↓↓↓

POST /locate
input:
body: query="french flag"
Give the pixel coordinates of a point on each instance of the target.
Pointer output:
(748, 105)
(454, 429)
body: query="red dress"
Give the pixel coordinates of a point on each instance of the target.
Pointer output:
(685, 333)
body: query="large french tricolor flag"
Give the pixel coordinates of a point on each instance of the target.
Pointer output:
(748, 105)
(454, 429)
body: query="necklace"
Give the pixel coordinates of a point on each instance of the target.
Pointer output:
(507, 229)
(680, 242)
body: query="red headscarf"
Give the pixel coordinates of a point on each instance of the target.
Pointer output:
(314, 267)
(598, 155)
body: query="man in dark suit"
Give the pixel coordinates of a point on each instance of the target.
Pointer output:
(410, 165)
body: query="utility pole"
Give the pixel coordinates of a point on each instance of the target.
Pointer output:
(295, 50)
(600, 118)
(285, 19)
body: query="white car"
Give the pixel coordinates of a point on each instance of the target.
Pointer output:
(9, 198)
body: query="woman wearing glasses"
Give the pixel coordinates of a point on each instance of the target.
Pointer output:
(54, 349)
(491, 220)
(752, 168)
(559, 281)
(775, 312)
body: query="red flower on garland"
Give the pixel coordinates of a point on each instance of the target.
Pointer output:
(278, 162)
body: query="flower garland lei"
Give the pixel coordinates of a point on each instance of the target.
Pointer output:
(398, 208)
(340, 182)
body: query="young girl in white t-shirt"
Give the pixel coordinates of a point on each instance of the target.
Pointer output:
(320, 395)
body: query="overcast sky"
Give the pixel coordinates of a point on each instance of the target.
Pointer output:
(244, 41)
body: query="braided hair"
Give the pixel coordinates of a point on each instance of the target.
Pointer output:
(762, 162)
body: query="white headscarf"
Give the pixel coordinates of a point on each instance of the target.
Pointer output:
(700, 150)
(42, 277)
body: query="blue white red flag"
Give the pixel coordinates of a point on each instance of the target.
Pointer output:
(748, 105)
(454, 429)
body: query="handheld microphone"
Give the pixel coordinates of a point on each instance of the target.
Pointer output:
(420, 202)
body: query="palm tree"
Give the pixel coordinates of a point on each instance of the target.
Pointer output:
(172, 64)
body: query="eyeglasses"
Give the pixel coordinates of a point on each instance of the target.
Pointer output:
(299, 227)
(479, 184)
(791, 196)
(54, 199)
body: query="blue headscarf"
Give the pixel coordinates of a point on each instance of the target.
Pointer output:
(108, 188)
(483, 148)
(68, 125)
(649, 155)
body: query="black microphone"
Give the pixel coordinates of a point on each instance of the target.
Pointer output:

↑↑↑

WHAT TO DO:
If a line in the records contains the string "headscarf", copy it out.

ANSWER TO THIS EXERCISE:
body: query="red headscarf"
body: query="white headscarf"
body: query="blue headscarf"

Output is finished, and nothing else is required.